### Task goal:
Output exactly the lines from the one with "Spot the white siding" to the close of the records below, first and last included.

[[ Provided material, beginning ]]

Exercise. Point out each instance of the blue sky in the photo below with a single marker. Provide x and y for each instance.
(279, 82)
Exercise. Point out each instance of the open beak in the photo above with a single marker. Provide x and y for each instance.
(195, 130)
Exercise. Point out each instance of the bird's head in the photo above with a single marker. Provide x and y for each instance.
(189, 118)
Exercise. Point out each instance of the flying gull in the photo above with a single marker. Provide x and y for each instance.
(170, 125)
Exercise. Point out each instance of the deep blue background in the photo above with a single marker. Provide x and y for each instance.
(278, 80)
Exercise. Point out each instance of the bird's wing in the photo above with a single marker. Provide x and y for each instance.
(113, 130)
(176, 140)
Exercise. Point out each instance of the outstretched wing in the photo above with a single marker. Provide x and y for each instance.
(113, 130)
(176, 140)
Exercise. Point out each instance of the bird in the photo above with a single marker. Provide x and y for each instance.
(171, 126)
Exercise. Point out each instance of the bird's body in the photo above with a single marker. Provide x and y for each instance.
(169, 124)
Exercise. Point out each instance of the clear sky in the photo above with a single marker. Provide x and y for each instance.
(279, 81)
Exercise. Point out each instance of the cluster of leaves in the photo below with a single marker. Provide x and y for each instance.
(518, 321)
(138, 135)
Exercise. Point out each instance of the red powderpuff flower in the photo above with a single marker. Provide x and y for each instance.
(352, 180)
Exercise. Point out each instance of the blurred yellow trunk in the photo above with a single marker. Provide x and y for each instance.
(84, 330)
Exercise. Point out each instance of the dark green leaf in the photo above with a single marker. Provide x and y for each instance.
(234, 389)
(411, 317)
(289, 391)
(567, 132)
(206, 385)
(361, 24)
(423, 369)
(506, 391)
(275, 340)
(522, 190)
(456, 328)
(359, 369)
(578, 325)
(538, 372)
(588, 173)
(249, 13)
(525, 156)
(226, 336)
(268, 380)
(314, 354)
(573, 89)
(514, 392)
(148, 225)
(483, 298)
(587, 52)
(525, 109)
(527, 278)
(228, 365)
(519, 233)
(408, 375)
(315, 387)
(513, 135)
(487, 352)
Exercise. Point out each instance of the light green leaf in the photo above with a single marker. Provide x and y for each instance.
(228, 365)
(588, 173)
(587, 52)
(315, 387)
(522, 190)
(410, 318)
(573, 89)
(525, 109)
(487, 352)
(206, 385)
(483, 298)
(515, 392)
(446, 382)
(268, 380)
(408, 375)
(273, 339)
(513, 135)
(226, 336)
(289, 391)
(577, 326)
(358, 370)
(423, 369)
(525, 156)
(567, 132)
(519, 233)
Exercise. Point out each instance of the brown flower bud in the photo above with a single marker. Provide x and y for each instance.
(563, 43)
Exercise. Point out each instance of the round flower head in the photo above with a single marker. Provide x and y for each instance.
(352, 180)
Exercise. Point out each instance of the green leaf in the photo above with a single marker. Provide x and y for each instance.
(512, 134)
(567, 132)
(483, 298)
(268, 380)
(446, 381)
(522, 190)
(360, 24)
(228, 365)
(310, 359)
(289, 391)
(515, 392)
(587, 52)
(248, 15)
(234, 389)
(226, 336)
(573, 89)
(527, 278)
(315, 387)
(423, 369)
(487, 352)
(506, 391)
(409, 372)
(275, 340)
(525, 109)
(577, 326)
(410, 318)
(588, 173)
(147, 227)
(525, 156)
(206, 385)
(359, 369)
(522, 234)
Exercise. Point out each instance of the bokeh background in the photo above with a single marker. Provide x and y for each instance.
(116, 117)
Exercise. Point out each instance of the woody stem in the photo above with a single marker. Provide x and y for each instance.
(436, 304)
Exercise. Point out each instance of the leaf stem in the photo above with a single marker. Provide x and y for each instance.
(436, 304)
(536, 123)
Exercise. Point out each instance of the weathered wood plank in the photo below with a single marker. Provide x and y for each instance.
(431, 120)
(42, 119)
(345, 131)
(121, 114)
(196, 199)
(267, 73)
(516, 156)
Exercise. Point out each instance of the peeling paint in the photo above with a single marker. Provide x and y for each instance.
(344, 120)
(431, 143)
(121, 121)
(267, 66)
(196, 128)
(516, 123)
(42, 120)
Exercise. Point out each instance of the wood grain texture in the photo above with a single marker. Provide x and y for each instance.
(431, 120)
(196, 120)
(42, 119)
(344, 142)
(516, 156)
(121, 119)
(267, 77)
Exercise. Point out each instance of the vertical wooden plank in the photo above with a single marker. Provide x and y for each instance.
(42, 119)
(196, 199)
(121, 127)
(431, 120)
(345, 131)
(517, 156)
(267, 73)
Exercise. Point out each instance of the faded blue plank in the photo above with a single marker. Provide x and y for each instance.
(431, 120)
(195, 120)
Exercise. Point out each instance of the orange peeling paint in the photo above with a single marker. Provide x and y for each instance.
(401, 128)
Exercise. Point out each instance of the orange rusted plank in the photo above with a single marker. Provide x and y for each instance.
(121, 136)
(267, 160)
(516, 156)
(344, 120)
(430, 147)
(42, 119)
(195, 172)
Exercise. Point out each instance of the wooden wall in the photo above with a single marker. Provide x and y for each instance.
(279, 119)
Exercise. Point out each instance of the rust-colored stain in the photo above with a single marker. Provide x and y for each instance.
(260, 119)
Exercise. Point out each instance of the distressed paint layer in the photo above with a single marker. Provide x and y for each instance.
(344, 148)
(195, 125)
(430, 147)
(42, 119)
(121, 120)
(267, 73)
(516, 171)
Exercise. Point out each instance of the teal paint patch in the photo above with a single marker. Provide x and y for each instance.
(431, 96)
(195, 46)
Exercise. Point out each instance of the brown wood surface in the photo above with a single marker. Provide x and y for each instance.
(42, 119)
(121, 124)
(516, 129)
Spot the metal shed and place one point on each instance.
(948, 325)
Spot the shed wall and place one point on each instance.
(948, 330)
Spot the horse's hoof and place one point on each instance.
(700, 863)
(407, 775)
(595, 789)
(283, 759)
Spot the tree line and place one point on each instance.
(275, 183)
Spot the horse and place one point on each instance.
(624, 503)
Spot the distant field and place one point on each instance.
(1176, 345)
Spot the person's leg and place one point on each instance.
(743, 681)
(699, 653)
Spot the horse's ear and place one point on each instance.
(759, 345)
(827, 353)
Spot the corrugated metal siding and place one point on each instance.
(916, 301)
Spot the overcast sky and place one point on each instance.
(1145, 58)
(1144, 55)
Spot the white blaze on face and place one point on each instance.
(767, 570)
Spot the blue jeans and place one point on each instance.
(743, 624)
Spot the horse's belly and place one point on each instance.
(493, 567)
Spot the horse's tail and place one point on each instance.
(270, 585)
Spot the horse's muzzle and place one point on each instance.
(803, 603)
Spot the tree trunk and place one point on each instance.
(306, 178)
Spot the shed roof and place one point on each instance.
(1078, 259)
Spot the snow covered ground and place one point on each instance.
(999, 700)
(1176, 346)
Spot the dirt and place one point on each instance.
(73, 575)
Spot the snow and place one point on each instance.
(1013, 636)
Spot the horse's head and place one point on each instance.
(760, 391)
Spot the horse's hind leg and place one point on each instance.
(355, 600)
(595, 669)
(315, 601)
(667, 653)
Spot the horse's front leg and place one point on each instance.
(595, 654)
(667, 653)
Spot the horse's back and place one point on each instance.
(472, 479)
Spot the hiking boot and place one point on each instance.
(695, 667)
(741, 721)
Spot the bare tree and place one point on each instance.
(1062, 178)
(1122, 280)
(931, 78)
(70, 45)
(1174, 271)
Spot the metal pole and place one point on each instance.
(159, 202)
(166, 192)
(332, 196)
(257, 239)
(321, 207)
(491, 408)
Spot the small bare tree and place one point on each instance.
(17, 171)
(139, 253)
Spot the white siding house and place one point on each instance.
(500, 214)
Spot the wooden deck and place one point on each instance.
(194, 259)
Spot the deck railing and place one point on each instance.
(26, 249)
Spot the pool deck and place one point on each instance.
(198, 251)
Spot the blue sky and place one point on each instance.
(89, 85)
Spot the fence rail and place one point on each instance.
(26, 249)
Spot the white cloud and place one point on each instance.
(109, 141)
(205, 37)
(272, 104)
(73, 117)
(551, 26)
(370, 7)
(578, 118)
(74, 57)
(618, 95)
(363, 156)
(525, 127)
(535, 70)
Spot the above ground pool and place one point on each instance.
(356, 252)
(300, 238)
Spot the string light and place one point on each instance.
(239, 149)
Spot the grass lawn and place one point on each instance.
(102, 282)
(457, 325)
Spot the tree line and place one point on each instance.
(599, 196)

[[ Provided material, end ]]

### Exercise answer:
Spot the white siding house and place one point on each instance.
(500, 214)
Spot the wooden deck and place one point on each instance.
(194, 259)
Spot the deck railing and place one point on each instance.
(26, 249)
Spot the pool deck and place one point on each instance.
(198, 251)
Spot the blue sky and place one point on each instance.
(89, 85)
Spot the fence rail and place one point on each instance.
(26, 249)
Spot the white cloud and place one point on each instance.
(109, 141)
(205, 37)
(272, 104)
(73, 117)
(551, 26)
(370, 7)
(578, 118)
(74, 57)
(618, 95)
(363, 156)
(525, 127)
(535, 70)
Spot the above ground pool and place one point on each instance.
(356, 252)
(300, 238)
Spot the string light and place one point on each instance.
(239, 149)
Spot the grass lawn and place one point on each instance.
(102, 282)
(457, 325)
Spot the tree line and place one point on each instance.
(599, 196)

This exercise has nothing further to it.